Historically, there was a decent chance that your web browser could speak to the FTP server, because many web browsers were “multilingual” as per my later Asian analogy. That is, some web browsers of the time were designed so that they understood the HTTP protocol, the FTP protocol, and maybe a handful of others.
There’s some confusion online about what exactly this means, but I feel like if you read the original spec at https://datatracker.ietf.org/doc/html/rfc7230#section-6.3.2 it’s pretty clear: The spec says that a client “MAY ‘pipeline’ its requests”. Some internet commenters seem to have latched onto the word “MAY” and incorrectly concluded that that means the server doesn’t necessarily have to implement pipelining, or that it’s an optional feature of HTTP/1.1. That’s incorrect. The spec says that a client may (or may not) use pipelining. If the client might use pipelining, that means the server MUST support pipelining, because it must understand every valid message the client might send.
Imagine a spec for being able to communicate in English. A person MAY use the past tense when speaking to you. That doesn’t mean learning the past tense of verbs is optional: you MUST know how past tenses work if you want to be certified as an English speaker, but we can’t guarantee whether any given conversation you have with somebody will definitely involve a verb conjugated in the past tense.
Okay, sure, maybe there exists some web server out there that implemented it correctly. However, note that:
According to https://news.ycombinator.com/item?id=28083301, Apache, Nginx and IIS all did not implement it correctly (and that’s probably like at least 95% of the market share right there)
It was bad enough that browsers just decided to never send a pipeline request, because chances were very good that whatever server you were talking to would implement it incorrectly.

__EXERCISE DATA__.

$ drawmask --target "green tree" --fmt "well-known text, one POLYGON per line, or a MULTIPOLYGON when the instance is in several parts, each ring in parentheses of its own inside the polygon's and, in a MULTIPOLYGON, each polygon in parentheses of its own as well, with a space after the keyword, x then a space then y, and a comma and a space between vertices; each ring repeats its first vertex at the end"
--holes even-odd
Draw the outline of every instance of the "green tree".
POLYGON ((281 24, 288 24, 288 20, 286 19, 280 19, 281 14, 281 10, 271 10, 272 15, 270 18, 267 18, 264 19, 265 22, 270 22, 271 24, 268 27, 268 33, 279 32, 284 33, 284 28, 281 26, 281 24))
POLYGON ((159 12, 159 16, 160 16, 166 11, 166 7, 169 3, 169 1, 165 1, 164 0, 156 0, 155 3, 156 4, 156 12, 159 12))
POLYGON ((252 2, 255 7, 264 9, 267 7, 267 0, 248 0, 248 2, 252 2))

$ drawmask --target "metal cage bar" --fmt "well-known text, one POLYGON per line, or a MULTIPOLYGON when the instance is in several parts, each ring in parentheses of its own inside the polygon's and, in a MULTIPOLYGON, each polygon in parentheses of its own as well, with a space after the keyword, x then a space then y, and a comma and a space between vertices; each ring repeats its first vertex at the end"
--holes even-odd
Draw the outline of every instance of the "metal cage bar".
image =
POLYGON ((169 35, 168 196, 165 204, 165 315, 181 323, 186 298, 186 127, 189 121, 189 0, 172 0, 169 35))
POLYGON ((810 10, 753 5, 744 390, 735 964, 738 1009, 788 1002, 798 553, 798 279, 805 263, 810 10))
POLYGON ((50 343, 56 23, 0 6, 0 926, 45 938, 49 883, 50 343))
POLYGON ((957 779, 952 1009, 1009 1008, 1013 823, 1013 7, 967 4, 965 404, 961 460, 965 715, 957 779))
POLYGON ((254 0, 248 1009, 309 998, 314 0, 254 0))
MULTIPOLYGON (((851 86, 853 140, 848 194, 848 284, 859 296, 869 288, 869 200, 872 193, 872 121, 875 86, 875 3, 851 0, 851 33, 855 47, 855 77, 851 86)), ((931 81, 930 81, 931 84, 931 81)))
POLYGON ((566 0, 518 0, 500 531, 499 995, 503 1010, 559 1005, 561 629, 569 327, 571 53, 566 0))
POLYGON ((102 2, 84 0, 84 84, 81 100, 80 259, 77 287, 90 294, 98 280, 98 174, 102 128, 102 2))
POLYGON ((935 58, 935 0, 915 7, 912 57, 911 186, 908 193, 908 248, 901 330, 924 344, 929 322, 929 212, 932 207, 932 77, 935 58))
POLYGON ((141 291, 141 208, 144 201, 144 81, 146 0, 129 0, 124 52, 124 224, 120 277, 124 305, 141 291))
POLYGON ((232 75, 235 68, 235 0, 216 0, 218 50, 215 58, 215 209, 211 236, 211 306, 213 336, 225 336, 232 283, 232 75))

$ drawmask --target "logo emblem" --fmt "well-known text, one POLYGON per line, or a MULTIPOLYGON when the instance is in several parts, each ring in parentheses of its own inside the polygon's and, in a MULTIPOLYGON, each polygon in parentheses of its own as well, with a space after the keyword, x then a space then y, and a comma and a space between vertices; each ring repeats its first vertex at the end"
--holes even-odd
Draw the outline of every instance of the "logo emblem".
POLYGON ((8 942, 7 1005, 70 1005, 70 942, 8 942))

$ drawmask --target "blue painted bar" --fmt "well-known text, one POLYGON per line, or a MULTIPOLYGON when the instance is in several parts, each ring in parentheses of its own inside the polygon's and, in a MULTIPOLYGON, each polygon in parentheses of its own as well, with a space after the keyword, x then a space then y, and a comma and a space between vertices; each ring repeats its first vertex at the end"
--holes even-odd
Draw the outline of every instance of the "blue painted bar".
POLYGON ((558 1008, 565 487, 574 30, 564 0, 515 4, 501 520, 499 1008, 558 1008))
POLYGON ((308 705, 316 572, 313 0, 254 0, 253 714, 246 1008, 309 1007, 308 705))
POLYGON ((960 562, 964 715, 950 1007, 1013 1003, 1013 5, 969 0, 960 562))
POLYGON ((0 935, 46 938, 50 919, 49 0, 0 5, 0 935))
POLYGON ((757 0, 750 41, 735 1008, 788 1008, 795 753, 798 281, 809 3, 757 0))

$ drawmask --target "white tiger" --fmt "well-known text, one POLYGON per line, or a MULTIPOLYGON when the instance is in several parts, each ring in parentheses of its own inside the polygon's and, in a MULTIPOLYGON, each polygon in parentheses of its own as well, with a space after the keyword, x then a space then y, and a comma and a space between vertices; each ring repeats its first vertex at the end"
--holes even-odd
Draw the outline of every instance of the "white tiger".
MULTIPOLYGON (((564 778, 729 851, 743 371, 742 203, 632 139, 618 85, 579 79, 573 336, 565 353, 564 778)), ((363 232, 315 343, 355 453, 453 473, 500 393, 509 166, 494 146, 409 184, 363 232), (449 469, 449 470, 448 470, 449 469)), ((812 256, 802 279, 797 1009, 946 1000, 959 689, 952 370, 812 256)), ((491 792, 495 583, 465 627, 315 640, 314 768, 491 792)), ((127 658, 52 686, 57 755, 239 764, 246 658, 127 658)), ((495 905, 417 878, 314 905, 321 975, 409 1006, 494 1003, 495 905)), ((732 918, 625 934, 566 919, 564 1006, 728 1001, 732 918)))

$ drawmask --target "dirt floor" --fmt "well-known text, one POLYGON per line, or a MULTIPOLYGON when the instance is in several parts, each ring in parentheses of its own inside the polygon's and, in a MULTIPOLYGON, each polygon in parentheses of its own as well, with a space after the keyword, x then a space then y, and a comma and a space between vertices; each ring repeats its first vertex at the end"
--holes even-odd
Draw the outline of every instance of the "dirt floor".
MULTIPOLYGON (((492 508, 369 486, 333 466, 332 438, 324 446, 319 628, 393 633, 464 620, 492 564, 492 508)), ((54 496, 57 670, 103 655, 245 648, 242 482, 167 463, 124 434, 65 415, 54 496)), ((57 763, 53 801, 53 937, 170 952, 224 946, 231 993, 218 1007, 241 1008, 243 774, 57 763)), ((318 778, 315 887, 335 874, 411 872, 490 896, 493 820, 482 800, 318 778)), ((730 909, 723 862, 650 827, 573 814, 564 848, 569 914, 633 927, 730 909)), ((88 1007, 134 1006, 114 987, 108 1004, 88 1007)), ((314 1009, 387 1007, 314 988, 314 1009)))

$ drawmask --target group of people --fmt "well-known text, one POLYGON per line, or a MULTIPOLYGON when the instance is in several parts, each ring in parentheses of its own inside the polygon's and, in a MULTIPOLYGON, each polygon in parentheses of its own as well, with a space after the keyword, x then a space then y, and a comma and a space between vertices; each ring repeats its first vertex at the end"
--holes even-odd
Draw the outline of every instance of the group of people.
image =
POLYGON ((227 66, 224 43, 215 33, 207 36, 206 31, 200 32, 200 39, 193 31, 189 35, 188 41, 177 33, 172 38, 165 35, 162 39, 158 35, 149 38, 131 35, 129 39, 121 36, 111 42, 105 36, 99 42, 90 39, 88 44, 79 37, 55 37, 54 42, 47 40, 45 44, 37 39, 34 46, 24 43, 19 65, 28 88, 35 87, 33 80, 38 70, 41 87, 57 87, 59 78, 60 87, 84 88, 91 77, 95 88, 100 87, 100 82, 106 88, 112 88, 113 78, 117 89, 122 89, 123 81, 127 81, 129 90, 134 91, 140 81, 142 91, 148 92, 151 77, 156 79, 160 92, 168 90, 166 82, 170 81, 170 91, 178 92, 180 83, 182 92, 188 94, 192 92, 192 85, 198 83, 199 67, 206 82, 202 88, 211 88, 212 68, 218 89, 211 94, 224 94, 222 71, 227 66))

__REQUIRED WORK__.
1. In the text on HTTP pipelining, which three web servers are said not to have implemented pipelining correctly?
2. Continue the text on HTTP pipelining from where it stops.

__ANSWERS BELOW__.
1. Apache, Nginx and IIS.

2.
The feature has been superceded by HTTP/2, so there’s no motivation to make a new web server that does implement pipelining correctly, except to make this post become wrong.
That said, sometimes we do take the descriptivist approach. In the 1980s, IBM was the dominant personal computer manufacturer, and the implementation of their BIOS contained bugs. 3rd party manufacturers wanted to make so-called “IBM clones” which were computers compatible with IBM but cheaper. They had to copy those bugs so that if you bought software designed for IBM computers and then ran it on their clone computers, it would still work (since some software relied on the “incorrect” buggy behavior).
This is a case where we really did say (the equivalent of) “well, everybody accidentally slips in document W, so let’s just say that the correct behavior to do when we receive this request is to also slip in document W.”
Google for “conflict between relativity and quantum physics” if you want to find out more on this.
If you want to learn more about this, start from https://en.wikipedia.org/wiki/Species#The_species_problem and then google around from there.
A cartwright [is a person who repairs wagons and wagon wheels].
This essay did not go where I thought you were going to go!
It did make me measure my thumb, though (.75 of an inch, so basically a fish).
I was also surprised you didn't touch on the fact that fish don't exist. (Obviously, bony fishes exist, but "fish" is not a useful specialist concept, as it basically means "things that are usually under water, and look or move or otherwise function in ways that give 'fishy' vibes, rather than 'nonfishy' vibes, even though these things we call fish are not even remotely related", a definition which could absolutely include whales.)
Anyway, enjoyable read, and I especially liked the Pareto Front visualization!
(More random thoughts... do bacteria have a parent? Is that concept even applicable to them? Are you including viruses in your definition of biological organism? I love how complicated dividing stuff is. Have you read 'Every Living Thing' (about Linnaeus and Buffon) yet?)